> SUPPLIED PASSAGE
■ ■ ■ ■ ■ ■ ■

October 3, 2025 by Department Website Manager

Dustin Money HeadshotDustin Money, Senior ECMO Specialist at UVA Health, has been appointed the inaugural chair of the Extracorporeal Life Support Organization (ELSO) Registry Quality Committee.

Dustin began his career at UVA 17 years ago as a respiratory therapist. He later became involved with UVA’s ECMO program and now oversees UVA’s ECMO data reporting to the Extracorporeal Life Support Organization (ELSO)—the world’s largest registry of ECMO data.

ELSO is an international nonprofit consortium of healthcare institutions, researchers, providers, and industry partners. The organization supports those delivering extracorporeal life support through continuing education, guidelines, research, publications, and its comprehensive patient data registry.

What is ECMO?

Extracorporeal membrane oxygenation (ECMO) involves pumping blood outside the body to a heart-lung machine that removes carbon dioxide, adds oxygen, and returns blood to the patient. By temporarily taking over the work of the heart and lungs, ECMO allows these organs to rest and recover. It is used for patients facing life-threatening heart and lung conditions such as pulmonary or cardiac collapse where survival without ECMO would be unlikely. In many cases, ECMO serves as a bridge to recovery or advanced treatments such as transplantation.

At UVA, Dustin reviews every ECMO patient case and submits the data to the ELSO registry. This work helps identify opportunities for improvement, generates institutional benchmarks against peer programs, and informs research. UVA is one of only 46 programs worldwide recognized as a Platinum ECMO Center of Excellence.

■ ■ ■ ■ ■ ■ ■

> INFORMATION SUPPLIED
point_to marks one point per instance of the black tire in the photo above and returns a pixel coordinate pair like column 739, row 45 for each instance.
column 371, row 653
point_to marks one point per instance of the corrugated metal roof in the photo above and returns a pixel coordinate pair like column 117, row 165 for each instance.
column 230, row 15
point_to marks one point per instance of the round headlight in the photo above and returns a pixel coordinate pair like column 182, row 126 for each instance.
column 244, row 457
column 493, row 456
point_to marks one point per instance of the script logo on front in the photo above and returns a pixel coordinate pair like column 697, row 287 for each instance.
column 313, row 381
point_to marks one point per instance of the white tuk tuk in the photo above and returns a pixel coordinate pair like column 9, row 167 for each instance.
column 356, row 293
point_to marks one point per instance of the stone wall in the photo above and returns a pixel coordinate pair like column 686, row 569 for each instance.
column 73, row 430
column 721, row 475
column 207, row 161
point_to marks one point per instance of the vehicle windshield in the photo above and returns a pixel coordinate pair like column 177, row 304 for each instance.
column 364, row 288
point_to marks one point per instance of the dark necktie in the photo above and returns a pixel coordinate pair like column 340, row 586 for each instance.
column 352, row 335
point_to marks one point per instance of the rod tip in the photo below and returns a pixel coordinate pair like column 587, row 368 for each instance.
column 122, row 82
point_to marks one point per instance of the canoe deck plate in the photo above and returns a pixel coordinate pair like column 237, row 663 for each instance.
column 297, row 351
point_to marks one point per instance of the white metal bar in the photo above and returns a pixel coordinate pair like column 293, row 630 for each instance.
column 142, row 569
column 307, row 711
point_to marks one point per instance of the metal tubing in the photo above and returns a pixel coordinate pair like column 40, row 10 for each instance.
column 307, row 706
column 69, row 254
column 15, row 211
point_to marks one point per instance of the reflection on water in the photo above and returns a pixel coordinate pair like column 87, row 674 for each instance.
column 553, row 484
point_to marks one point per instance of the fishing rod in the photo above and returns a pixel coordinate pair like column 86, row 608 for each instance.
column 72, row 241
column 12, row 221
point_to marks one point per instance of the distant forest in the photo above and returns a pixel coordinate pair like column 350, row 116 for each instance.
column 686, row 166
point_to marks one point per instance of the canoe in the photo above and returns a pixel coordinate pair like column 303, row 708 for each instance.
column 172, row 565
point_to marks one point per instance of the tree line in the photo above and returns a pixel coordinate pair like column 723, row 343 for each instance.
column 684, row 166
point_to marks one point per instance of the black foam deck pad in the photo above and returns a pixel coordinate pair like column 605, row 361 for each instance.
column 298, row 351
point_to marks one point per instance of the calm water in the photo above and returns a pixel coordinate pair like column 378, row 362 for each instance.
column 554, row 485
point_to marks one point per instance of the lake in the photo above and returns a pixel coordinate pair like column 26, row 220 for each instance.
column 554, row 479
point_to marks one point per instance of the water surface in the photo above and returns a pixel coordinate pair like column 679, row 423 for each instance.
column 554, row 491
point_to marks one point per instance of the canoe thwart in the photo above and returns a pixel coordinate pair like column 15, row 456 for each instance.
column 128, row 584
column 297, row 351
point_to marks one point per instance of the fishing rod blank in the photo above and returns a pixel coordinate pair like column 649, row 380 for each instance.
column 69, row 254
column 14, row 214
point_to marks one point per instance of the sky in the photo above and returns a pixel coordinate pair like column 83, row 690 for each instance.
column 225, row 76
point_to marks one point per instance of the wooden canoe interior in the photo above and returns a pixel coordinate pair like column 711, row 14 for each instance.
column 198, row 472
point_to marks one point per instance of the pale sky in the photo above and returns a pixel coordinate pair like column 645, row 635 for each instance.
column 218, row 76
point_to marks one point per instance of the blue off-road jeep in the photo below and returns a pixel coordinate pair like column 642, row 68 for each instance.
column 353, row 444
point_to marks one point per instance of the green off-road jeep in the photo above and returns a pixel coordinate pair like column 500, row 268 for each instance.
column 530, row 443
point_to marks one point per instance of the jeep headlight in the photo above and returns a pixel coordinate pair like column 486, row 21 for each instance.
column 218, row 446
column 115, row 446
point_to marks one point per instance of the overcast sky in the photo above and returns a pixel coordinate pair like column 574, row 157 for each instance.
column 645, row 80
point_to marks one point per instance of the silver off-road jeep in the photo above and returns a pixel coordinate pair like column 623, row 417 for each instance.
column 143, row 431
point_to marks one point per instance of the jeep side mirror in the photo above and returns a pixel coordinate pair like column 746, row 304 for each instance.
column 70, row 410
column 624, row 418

■ ■ ■ ■ ■ ■ ■

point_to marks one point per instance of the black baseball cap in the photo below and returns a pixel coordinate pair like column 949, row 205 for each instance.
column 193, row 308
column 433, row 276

■ ■ ■ ■ ■ ■ ■

> EXERCISES TO COMPLETE
1. Echo the ECMO announcement word for word, everything from "October 3, 2025" down to "What is ECMO?".
2. Answer these from the ECMO announcement:
(a) How many years ago did Dustin begin his career at UVA, and in what role?
(b) What three things does the heart-lung machine do to the blood during ECMO?
(c) How many programs worldwide are recognized as a Platinum ECMO Center of Excellence?

> ANSWERS FOR EACH ITEM
1.
October 3, 2025 by Department Website Manager

Dustin Money HeadshotDustin Money, Senior ECMO Specialist at UVA Health, has been appointed the inaugural chair of the Extracorporeal Life Support Organization (ELSO) Registry Quality Committee.

Dustin began his career at UVA 17 years ago as a respiratory therapist. He later became involved with UVA’s ECMO program and now oversees UVA’s ECMO data reporting to the Extracorporeal Life Support Organization (ELSO)—the world’s largest registry of ECMO data.

ELSO is an international nonprofit consortium of healthcare institutions, researchers, providers, and industry partners. The organization supports those delivering extracorporeal life support through continuing education, guidelines, research, publications, and its comprehensive patient data registry.

What is ECMO?

2.
(a) 17 years ago, as a respiratory therapist.
(b) It removes carbon dioxide, adds oxygen, and returns the blood to the patient.
(c) 46.